# START OF Material provided

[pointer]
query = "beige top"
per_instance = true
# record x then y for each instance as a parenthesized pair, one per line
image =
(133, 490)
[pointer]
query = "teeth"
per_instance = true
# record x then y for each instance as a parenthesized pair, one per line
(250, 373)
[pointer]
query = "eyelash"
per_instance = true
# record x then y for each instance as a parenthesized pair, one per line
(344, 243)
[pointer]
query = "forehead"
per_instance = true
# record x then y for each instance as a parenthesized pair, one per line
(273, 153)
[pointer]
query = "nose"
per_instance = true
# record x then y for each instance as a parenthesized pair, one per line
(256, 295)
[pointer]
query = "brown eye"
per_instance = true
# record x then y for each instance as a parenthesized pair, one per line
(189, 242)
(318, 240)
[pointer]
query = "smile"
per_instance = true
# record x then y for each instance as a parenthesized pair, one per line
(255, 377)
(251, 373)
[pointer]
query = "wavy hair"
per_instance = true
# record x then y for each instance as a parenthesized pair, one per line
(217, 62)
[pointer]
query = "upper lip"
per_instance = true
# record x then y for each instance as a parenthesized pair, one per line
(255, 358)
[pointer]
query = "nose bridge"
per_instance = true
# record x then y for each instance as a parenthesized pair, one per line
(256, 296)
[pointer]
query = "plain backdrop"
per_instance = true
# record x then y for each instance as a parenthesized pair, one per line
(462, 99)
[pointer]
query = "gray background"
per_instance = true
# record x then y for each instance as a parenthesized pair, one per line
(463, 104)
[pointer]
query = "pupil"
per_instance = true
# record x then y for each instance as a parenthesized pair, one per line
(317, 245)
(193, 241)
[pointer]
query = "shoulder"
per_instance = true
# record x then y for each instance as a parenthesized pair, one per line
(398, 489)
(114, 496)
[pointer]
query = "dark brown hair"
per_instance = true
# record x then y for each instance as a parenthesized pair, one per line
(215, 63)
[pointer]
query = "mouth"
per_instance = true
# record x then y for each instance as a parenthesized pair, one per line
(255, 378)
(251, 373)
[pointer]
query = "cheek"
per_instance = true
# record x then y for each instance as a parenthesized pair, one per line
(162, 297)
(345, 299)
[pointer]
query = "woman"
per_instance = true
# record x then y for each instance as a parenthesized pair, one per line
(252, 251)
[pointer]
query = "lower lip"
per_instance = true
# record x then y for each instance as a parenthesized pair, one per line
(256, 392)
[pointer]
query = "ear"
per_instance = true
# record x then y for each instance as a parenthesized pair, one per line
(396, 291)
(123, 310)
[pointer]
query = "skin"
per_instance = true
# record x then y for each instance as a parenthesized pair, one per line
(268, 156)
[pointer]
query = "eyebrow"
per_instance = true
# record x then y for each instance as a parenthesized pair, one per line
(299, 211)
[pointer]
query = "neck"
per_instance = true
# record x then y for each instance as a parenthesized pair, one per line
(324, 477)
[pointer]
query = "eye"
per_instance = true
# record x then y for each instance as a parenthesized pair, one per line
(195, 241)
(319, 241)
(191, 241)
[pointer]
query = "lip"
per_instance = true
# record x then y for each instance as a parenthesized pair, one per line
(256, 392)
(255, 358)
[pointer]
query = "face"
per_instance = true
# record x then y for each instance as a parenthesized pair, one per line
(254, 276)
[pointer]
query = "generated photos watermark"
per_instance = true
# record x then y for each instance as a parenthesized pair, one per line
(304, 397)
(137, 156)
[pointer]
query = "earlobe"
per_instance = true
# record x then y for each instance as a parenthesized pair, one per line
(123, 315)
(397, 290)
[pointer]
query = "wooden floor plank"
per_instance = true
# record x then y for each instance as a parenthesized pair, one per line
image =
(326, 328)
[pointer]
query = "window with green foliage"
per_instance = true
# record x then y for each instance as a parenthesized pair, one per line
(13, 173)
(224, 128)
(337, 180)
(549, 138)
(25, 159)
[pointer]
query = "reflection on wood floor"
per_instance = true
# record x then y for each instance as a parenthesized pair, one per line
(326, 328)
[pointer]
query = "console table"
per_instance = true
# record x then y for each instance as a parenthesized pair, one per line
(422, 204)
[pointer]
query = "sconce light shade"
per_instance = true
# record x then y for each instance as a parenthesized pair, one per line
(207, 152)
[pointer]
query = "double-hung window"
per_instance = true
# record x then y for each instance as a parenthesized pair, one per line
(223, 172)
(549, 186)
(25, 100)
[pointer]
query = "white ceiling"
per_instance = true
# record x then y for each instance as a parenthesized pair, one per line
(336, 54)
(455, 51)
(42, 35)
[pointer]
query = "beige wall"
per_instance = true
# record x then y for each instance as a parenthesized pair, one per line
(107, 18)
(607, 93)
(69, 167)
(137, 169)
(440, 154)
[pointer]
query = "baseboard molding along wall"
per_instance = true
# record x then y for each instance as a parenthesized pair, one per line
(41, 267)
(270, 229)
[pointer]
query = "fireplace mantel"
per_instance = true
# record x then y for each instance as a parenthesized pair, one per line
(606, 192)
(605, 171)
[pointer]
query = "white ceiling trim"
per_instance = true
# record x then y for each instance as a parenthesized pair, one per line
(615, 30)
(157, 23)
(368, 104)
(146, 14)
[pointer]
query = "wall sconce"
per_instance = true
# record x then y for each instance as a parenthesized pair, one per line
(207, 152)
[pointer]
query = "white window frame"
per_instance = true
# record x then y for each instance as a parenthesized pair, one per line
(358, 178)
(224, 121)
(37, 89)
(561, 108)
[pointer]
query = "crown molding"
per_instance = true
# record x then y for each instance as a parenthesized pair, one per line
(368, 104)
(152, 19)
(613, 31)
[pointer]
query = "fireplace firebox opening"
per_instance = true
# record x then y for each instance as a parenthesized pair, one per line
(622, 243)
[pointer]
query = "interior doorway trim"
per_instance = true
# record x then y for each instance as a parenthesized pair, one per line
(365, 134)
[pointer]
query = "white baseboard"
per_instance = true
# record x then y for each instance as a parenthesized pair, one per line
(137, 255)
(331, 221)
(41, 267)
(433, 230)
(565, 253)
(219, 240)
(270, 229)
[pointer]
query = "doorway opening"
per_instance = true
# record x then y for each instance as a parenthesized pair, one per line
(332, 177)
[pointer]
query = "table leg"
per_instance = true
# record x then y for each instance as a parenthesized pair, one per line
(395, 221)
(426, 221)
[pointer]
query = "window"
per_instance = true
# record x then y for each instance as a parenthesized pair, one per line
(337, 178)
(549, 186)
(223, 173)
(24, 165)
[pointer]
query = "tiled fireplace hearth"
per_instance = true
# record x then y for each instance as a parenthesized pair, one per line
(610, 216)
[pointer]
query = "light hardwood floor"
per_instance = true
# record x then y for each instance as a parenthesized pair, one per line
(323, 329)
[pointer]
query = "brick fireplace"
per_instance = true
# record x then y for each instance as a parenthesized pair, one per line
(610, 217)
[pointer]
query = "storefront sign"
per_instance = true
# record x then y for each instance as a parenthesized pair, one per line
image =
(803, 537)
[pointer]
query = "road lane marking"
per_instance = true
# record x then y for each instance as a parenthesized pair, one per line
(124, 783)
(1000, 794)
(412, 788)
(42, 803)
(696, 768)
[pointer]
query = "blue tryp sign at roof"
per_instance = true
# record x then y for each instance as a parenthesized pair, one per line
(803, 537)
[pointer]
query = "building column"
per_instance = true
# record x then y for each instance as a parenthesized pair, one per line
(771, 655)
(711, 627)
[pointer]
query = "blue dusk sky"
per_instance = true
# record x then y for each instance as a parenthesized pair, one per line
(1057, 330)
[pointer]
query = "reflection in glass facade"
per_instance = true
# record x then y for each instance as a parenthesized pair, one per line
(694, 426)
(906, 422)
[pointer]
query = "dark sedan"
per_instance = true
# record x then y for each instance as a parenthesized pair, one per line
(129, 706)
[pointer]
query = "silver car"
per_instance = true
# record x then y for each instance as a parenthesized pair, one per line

# END OF Material provided

• [Stated goal] Count the lines in the records above that contain the string "blue", treating uppercase and lowercase as different. Reply with the number alone.

• [Complete output] 2